## WHAT YOU NEED TO DO
**a)** According to the Arabic counting guide, where did the digits English speakers call "Arabic" come to Europe from?
**b)** Write the next part of the Arabic counting guide, picking up right after its fun fact about the digits.

## READING TEXT

----------

A one-page guide for parents, after-school caregivers, or co-teachers. Plain English. No teaching experience required.


What we learned today

Your child can now count from 6 to 10 in Arabic — and combined with last week, they can count all the way from 1 to 10:

Arabic Says Means
سِتّة SIT-teh Six
سَبعة SAB-‘a Seven
ثَمانية th-MAA-ni-yeh Eight
تِسعة TIS-‘a Nine
عَشرة ‘ASH-ra Ten

They also met the Arabic numerals: ٦ ٧ ٨ ٩ ١٠. Yes — Arabic numerals look different from the "Arabic numbers" we use in English. Fun fact for the dinner table: the digits we call "Arabic" (1, 2, 3...) came to Europe from the Arab world, but Arabic-speaking countries today use these other shapes.

----------

## Records that point to named objects
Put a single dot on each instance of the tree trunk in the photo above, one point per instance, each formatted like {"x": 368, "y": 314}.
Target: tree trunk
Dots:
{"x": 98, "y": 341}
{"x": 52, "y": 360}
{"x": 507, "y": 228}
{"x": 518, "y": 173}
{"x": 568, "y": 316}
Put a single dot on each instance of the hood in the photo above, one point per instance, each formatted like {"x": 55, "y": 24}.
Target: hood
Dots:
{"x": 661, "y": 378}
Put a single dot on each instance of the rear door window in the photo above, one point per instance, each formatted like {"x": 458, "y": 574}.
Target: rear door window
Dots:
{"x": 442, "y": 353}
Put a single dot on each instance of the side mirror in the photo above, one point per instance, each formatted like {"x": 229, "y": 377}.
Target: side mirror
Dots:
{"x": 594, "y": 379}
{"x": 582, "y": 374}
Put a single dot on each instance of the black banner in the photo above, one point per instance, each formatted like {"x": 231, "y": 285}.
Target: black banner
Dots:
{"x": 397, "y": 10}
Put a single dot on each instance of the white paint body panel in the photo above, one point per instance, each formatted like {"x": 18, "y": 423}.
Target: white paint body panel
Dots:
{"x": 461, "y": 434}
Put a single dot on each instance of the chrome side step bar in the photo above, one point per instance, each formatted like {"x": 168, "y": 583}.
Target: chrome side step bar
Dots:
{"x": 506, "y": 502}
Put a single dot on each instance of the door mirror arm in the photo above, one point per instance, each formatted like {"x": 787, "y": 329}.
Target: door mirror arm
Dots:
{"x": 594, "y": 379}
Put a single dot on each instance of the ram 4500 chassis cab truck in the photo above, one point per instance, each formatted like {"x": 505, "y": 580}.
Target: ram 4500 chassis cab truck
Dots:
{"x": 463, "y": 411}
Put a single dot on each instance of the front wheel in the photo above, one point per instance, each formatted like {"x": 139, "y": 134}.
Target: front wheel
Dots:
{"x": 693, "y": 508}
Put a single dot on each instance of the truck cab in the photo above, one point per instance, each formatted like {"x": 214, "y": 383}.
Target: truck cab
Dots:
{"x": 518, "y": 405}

----------

## ANSWERS PER TASK
**a)** They came to Europe from the Arab world.

**b)**
Why this matters

Numbers are the most useful Arabic your child will use after greetings. Age, phone numbers, how many cookies, what floor we live on, how old grandma is — numbers show up in every real conversation. Once your child can count to 10, they can answer "how old are you?" in Arabic, count stairs, count grapes, count anything. That's the whole point: Arabic stops being a school subject and starts being a tool.


What to do this evening (3 minutes total)

You don't need to drill. Just do these three tiny things:

1. Count something together, out loud.

Stairs going up to bed. Grapes in a bowl. Forks on the table. Anything. Have your child count it in Arabic from 1 to 10:

waahid, ithnayn, thalaatha, arba'a, khamsa, sitteh, sab'a, thmaniyeh, tis'a, 'ashra

2. Ask: "How old are you?" — in Arabic.

"كَم عُمرَك؟" (kam ‘umrak? — for a boy / kam ‘umrik? — for a girl)

They answer with the number. If they're 7: sab'a. That's it.

3. Show them the Arabic numeral for their age.

Write it on a sticky note. Stick it on their water bottle. Done.


What to do this week (5 minutes total)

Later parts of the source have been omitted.